** Start of INFORMATION SHOWN **

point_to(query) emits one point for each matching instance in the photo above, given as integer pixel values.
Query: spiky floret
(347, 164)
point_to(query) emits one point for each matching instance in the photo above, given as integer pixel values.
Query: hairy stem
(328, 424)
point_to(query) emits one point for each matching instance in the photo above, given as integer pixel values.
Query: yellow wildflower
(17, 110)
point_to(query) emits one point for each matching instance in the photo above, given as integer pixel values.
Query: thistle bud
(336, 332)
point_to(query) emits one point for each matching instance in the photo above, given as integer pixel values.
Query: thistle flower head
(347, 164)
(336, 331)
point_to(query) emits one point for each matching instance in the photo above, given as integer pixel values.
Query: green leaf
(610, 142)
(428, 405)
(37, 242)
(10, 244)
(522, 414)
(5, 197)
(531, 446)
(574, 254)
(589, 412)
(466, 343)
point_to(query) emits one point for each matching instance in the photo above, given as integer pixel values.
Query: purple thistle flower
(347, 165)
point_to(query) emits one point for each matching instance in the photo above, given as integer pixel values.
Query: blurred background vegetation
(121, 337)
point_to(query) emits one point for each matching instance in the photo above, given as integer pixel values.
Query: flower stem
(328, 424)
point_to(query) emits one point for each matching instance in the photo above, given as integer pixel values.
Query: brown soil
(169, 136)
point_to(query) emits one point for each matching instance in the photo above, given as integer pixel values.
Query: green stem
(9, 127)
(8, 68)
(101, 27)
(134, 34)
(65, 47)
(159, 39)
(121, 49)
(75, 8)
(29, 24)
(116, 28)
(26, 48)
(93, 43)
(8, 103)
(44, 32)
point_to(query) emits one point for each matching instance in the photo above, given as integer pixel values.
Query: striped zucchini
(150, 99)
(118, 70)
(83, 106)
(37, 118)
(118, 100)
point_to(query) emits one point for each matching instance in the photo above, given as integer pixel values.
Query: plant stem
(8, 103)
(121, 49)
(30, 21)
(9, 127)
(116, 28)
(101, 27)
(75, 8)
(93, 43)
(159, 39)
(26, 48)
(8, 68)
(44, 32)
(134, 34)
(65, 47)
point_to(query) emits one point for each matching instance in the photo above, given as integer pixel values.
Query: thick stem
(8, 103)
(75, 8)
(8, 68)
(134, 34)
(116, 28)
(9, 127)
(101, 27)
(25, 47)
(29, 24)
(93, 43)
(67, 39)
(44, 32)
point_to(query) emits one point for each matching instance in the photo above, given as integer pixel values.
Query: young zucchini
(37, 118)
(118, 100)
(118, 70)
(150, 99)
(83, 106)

** End of INFORMATION SHOWN **

## [CHALLENGE]
Please output the complete data exactly.

## [WRITTEN SOLUTION]
point_to(query) emits one point for each matching instance in the photo above, given as integer pixel values.
Query: spiky floret
(347, 164)
point_to(query) emits one point for each matching instance in the photo above, given as integer pixel values.
Query: hairy stem
(328, 424)
point_to(query) emits one point for each matching instance in the photo above, given as integer pixel values.
Query: yellow wildflower
(17, 110)
point_to(query) emits one point for each matching instance in the photo above, given as integer pixel values.
Query: thistle bud
(336, 332)
point_to(query) emits one point for each matching instance in the photo above, given as integer pixel values.
Query: thistle flower head
(347, 164)
(336, 331)
point_to(query) emits one point for each matching instance in the photo above, given as integer pixel values.
Query: green leaf
(610, 142)
(428, 405)
(37, 242)
(10, 244)
(522, 414)
(5, 197)
(531, 446)
(574, 254)
(589, 412)
(466, 343)
point_to(query) emits one point for each matching instance in the photo above, given as integer pixel values.
Query: purple thistle flower
(347, 165)
point_to(query) emits one point for each matching instance in the photo above, given as integer pixel values.
Query: blurred background vegetation
(121, 337)
point_to(query) emits one point for each matching instance in the photo above, given as integer pixel values.
Query: flower stem
(328, 424)
point_to(query) emits one point for each matching instance in the photo above, given as integer pixel values.
Query: brown soil
(169, 136)
point_to(query) emits one point for each matching instance in the photo above, given as integer pixel values.
Query: green stem
(9, 127)
(8, 68)
(101, 27)
(134, 34)
(65, 47)
(159, 39)
(121, 49)
(75, 8)
(29, 24)
(116, 28)
(26, 48)
(93, 43)
(8, 103)
(44, 32)
point_to(query) emits one point for each matching instance in the photo above, given as integer pixel values.
Query: striped zucchini
(150, 99)
(118, 70)
(83, 106)
(37, 118)
(118, 100)
point_to(query) emits one point for each matching instance in the photo above, given as integer pixel values.
Query: plant stem
(8, 103)
(121, 49)
(30, 21)
(9, 127)
(116, 28)
(101, 27)
(75, 8)
(93, 43)
(159, 39)
(26, 48)
(8, 68)
(44, 32)
(134, 34)
(65, 47)
point_to(query) emits one point for each matching instance in the photo above, given as integer pixel values.
Query: thick stem
(8, 103)
(75, 8)
(8, 68)
(134, 34)
(116, 28)
(9, 127)
(101, 27)
(25, 47)
(29, 24)
(93, 43)
(67, 39)
(44, 32)
point_to(query) emits one point for each matching instance in the photo above, given as integer pixel values.
Query: young zucchini
(37, 118)
(118, 100)
(118, 70)
(150, 99)
(83, 106)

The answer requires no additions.